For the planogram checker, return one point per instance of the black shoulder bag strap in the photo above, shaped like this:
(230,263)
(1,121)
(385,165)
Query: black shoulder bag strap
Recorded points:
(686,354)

====

* _EXERCISE DESCRIPTION_: Convert every line of the material above into a numbered list, leaving out any blank lines.

* _RESULT BELOW_:
1. For the planogram checker, return one point per instance of the black shoulder bag strap in the photo above, shaped like this:
2. (230,263)
3. (1,121)
4. (385,165)
5. Query: black shoulder bag strap
6. Recorded points:
7. (686,354)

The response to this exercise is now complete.